THE PROBLEM: Reproduce only the lines of the data from the line with "Target: dense pink grass clump" through the end of the data, requests included. Multiply every x and y coordinate in the answers by 0.75 and round it to a whole number, with halves rounded up.

Pointing dataset records
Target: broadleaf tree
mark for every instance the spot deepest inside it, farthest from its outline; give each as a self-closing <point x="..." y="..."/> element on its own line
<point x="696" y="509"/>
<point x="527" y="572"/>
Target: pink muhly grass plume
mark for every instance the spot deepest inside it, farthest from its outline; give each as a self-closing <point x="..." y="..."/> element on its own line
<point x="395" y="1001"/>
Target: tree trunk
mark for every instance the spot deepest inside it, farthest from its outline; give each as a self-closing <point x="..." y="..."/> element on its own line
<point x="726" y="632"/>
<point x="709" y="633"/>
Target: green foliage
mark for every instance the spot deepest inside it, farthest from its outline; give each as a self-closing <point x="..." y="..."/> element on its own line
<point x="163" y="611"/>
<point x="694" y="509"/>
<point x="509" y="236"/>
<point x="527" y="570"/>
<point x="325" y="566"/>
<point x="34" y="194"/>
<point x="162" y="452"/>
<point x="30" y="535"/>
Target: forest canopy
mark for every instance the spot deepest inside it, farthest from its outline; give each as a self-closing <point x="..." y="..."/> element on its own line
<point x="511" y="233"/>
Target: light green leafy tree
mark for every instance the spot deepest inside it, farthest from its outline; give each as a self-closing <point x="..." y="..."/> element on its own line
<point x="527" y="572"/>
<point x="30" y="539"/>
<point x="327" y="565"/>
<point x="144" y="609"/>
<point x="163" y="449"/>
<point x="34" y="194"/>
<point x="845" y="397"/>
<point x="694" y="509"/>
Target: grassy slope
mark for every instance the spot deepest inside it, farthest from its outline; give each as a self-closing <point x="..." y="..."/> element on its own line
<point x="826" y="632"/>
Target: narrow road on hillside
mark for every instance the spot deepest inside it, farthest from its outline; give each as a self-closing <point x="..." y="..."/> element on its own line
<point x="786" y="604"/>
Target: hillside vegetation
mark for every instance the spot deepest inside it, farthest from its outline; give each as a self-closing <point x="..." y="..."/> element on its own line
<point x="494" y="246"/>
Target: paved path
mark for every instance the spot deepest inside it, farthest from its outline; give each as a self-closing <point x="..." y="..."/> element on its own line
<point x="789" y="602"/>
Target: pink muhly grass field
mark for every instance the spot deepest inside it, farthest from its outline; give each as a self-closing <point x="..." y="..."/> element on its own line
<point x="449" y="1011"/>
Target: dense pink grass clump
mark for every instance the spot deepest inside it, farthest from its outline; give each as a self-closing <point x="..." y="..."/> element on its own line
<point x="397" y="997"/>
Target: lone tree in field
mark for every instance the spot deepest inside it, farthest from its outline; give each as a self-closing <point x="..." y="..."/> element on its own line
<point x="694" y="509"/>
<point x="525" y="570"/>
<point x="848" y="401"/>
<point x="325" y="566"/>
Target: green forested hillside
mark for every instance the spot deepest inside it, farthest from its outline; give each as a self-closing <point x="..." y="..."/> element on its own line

PROBLEM SOLUTION:
Target: dense pink grass clump
mark for every instance the spot deepest inside it, farthest from its outline; give each as a self-closing <point x="..." y="..."/> element on its own line
<point x="298" y="748"/>
Target: lone tree in field
mark for every instance the spot deepest inside it, farthest from its outline; give each as a self-closing <point x="..." y="..."/> element on its own line
<point x="521" y="382"/>
<point x="394" y="428"/>
<point x="636" y="301"/>
<point x="244" y="425"/>
Target: green forested hillside
mark for every instance the spot deepest inside it, farthest from its outline; give each as a self-closing <point x="..." y="..."/> element on its own line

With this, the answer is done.